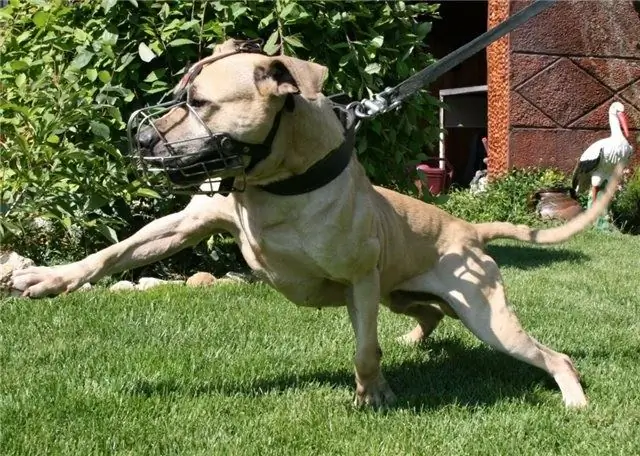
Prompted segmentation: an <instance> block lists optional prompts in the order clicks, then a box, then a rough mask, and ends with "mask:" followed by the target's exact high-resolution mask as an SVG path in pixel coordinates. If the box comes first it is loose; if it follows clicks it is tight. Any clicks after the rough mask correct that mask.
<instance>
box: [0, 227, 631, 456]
mask: <svg viewBox="0 0 640 456" xmlns="http://www.w3.org/2000/svg"><path fill="white" fill-rule="evenodd" d="M490 253H491V254H492V255H493V256H494V258H496V260H497V261H498V263H499V264H500V265H501V267H502V270H503V272H504V276H505V280H506V285H507V293H508V296H509V298H510V300H511V301H512V303H513V306H514V308H515V310H516V312H517V314H518V315H519V317H520V319H521V320H522V323H523V325H524V327H525V328H526V329H527V330H528V331H529V332H530V333H531V334H532V335H534V336H535V337H536V338H538V339H539V340H541V341H542V342H543V343H546V344H548V345H550V346H551V347H552V348H555V349H557V350H560V351H564V352H566V353H568V354H569V355H570V356H572V358H573V359H574V361H575V363H576V366H577V368H578V369H579V371H580V372H581V374H582V375H583V380H584V383H585V386H586V393H587V396H588V397H589V399H590V406H589V408H588V409H587V410H584V411H567V410H565V409H564V407H563V406H562V402H561V396H560V392H559V391H558V390H557V389H556V388H555V386H554V383H553V381H552V380H551V379H550V378H548V377H547V376H546V374H545V373H543V372H542V371H539V370H537V369H535V368H533V367H530V366H528V365H525V364H523V363H521V362H518V361H515V360H512V359H511V358H509V357H507V356H505V355H502V354H500V353H498V352H496V351H494V350H491V349H489V348H488V347H487V346H485V345H483V344H481V343H479V342H478V341H477V340H476V339H475V338H474V337H473V336H471V334H470V333H469V332H468V331H467V330H466V329H464V328H463V327H462V325H461V324H460V323H459V322H458V321H455V320H451V319H447V320H445V321H444V323H443V324H442V325H441V327H440V328H439V329H438V330H437V331H436V332H435V333H434V335H433V336H432V338H431V339H430V340H429V342H428V343H426V344H424V345H423V346H421V347H414V348H411V347H405V346H402V345H399V344H397V343H396V342H395V337H396V336H398V335H400V334H401V333H403V332H405V331H406V330H408V329H410V328H411V327H412V325H413V323H412V322H411V321H410V320H409V319H408V318H406V317H401V316H397V315H393V314H391V313H390V312H389V311H387V310H386V309H385V310H383V311H382V314H381V323H380V340H381V344H382V348H383V350H384V358H383V368H384V370H385V373H386V375H387V379H388V380H389V382H390V384H391V386H392V387H393V388H394V390H395V392H396V394H397V395H398V402H399V403H398V405H397V406H396V407H395V408H394V409H391V410H389V411H386V412H371V411H357V410H355V409H353V407H352V406H351V399H352V394H353V390H354V381H353V366H352V363H351V357H352V354H353V343H354V342H353V339H354V338H353V333H352V330H351V327H350V324H349V321H348V317H347V314H346V310H345V309H344V308H343V309H325V310H322V311H318V310H311V309H299V308H297V307H295V306H294V305H293V304H291V303H288V302H286V301H285V300H284V299H283V298H282V297H280V295H278V294H277V293H276V292H275V291H272V290H271V289H269V288H268V287H266V286H264V285H260V284H259V285H246V286H241V285H228V284H227V285H221V286H219V287H217V288H212V289H204V290H203V289H200V290H193V289H187V288H182V287H175V286H173V287H165V288H160V289H154V290H150V291H148V292H129V293H118V294H113V293H108V292H105V291H100V290H96V291H91V292H86V293H76V294H71V295H69V296H67V297H62V298H56V299H46V300H39V301H26V300H19V299H7V300H4V301H2V302H1V303H0V455H3V456H9V455H26V454H33V455H44V454H69V455H90V454H118V455H124V454H136V455H138V454H139V455H169V454H179V455H192V454H203V455H205V454H206V455H211V454H237V455H253V454H255V455H270V454H273V455H276V454H277V455H281V454H303V455H306V454H309V455H315V454H332V455H346V454H355V455H381V454H385V455H387V454H388V455H404V454H416V455H418V454H420V455H424V454H441V455H454V454H464V455H518V456H523V455H545V454H549V455H551V454H553V455H595V454H601V455H633V454H638V453H639V452H640V388H639V387H640V319H639V318H638V315H639V312H640V304H639V300H640V296H639V295H640V293H639V285H638V278H639V275H638V272H639V269H638V266H639V261H640V238H632V237H628V236H622V235H602V234H597V233H586V234H584V235H580V236H578V237H577V238H576V239H575V240H573V241H571V242H569V243H567V244H564V245H562V246H557V247H549V248H538V247H531V246H525V245H518V244H514V243H500V244H495V245H493V246H491V248H490Z"/></svg>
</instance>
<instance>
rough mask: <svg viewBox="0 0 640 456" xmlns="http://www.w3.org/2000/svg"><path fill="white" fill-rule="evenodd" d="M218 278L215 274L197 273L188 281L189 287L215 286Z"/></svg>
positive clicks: (187, 282) (190, 278)
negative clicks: (213, 274)
mask: <svg viewBox="0 0 640 456" xmlns="http://www.w3.org/2000/svg"><path fill="white" fill-rule="evenodd" d="M216 280H217V279H216V278H215V277H214V276H213V274H210V273H208V272H196V273H195V274H194V275H192V276H191V277H189V278H188V279H187V286H188V287H207V286H209V285H213V284H214V283H215V282H216Z"/></svg>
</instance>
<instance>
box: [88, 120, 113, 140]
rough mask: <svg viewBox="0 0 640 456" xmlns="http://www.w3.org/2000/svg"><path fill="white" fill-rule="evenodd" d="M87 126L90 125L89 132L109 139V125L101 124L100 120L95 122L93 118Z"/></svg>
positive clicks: (101, 122)
mask: <svg viewBox="0 0 640 456" xmlns="http://www.w3.org/2000/svg"><path fill="white" fill-rule="evenodd" d="M89 126H90V127H91V132H92V133H93V134H94V135H96V136H99V137H101V138H103V139H109V135H110V133H111V132H110V131H109V127H108V126H106V125H105V124H103V123H102V122H97V121H95V120H93V121H91V122H90V123H89Z"/></svg>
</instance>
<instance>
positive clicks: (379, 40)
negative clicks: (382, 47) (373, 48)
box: [371, 36, 384, 49]
mask: <svg viewBox="0 0 640 456" xmlns="http://www.w3.org/2000/svg"><path fill="white" fill-rule="evenodd" d="M383 43H384V37H383V36H376V37H375V38H373V39H372V40H371V45H372V46H373V47H375V48H378V49H379V48H381V47H382V44H383Z"/></svg>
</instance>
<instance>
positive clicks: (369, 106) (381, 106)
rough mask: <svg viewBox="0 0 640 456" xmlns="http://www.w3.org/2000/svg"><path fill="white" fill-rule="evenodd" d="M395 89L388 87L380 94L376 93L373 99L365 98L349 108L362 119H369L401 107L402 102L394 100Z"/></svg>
mask: <svg viewBox="0 0 640 456" xmlns="http://www.w3.org/2000/svg"><path fill="white" fill-rule="evenodd" d="M394 96H395V89H394V88H393V87H387V88H386V89H384V90H383V91H382V92H380V93H376V94H375V95H374V96H373V97H372V98H365V99H363V100H362V101H354V102H353V103H350V104H349V106H348V108H350V109H353V111H354V112H355V114H356V116H357V117H358V118H360V119H369V118H371V117H374V116H377V115H378V114H382V113H385V112H388V111H391V110H392V109H395V108H397V107H398V106H400V103H401V102H400V100H393V98H394Z"/></svg>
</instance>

════════════════

**Exercise**. Count the lines of the items above that contain the string "negative", treating uppercase and lowercase as different, and reply with only the number.

**Response area**. 2